Task goal:
Give all of the lines again, with nothing added or dropped.

Listed entries:
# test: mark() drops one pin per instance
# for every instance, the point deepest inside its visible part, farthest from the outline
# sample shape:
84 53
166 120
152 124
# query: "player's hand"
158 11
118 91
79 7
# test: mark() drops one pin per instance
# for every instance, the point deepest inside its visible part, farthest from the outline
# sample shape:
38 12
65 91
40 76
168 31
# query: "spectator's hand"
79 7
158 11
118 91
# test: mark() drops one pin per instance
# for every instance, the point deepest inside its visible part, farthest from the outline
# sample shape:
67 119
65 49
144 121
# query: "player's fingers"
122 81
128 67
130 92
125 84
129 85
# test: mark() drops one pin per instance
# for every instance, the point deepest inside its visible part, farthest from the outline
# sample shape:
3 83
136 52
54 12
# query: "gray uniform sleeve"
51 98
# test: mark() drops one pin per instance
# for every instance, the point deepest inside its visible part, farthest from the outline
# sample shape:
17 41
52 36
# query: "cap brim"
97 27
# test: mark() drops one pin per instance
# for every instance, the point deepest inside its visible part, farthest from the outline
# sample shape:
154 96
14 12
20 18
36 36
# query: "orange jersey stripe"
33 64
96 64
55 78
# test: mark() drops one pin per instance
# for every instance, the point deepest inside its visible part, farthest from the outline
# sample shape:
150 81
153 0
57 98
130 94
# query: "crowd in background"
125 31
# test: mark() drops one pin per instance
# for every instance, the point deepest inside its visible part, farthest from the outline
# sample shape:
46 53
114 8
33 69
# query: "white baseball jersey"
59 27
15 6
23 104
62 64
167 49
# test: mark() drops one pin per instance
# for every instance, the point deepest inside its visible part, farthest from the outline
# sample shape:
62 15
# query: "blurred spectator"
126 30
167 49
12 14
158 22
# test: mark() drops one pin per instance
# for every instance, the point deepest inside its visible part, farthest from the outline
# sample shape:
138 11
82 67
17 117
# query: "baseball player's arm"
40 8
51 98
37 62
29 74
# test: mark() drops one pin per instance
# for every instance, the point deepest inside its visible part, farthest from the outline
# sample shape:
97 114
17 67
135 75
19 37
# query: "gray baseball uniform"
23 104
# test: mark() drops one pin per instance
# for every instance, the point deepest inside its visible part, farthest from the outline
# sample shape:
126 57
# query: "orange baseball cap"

Reply to the task:
# test: mark() drops one pin per instance
# for every instance, the point deepest inside its visible part, farthest from the outline
# sample shape:
84 53
166 120
152 124
# query: "player's hand"
158 11
118 91
79 7
# test: mark() drops one pin per instance
# for every instance, the point deepest inside its visible part, farthest from the outline
# sample shape:
38 12
65 91
40 76
168 31
# query: "spectator's hand"
79 7
158 11
118 91
# test: mark() drops one pin per instance
# for every instance, the point deepest inside its visible part, farthest from the outline
# sample shape:
67 119
65 49
144 121
# query: "player's fingers"
122 81
128 67
130 92
125 84
129 85
# test: mark() drops one pin per instance
# for every instance, the point deepest inside its visible part, farthest from the outline
# sample shape:
3 83
136 52
54 12
# query: "gray uniform sleeve"
51 98
# test: mark() drops one pin per instance
# for every instance, the point deepest inside its visible part, farthest from the outline
# sample shape:
17 41
52 36
# query: "cap brim"
97 27
# test: mark() drops one pin per instance
# for every instance, the point deepest inside its visible part, farthest from the outline
# sample shape:
154 96
14 12
20 18
36 36
# query: "orange jersey stripe"
33 64
96 64
55 78
# test: mark() drops one pin per instance
# for every instance, the point deepest inside its visible part, farthest from the outline
# sample shape:
150 81
153 0
57 98
130 94
# query: "crowd in background"
125 31
# test: mark() drops one pin per instance
# for every instance, the point deepest inside its visible part, farthest from the outline
# sample shape:
46 53
114 8
33 69
# query: "white baseball jersey"
59 27
15 6
23 104
62 64
167 49
# test: mark() drops one pin per instance
# for every instance, the point deepest inside its visible part, farthest from the outline
# sample shape:
62 15
# query: "blurred spectator"
126 30
167 49
12 14
158 22
# test: mark() drops one pin per instance
# for every instance, the point deepest inside its visible part, farthest from the outline
# sample shape:
138 11
82 67
17 117
# query: "baseball player's arm"
40 8
51 98
37 62
29 74
# test: mark() drops one pin per instance
# for every instance, the point deepest inside its visible part, farthest from the outline
# sample shape:
97 114
17 67
135 75
19 37
# query: "gray baseball uniform"
23 104
# test: mark() drops one pin per instance
# for every instance, the point deepest inside its visible part, farthest from the outline
# sample shape:
126 57
# query: "orange baseball cap"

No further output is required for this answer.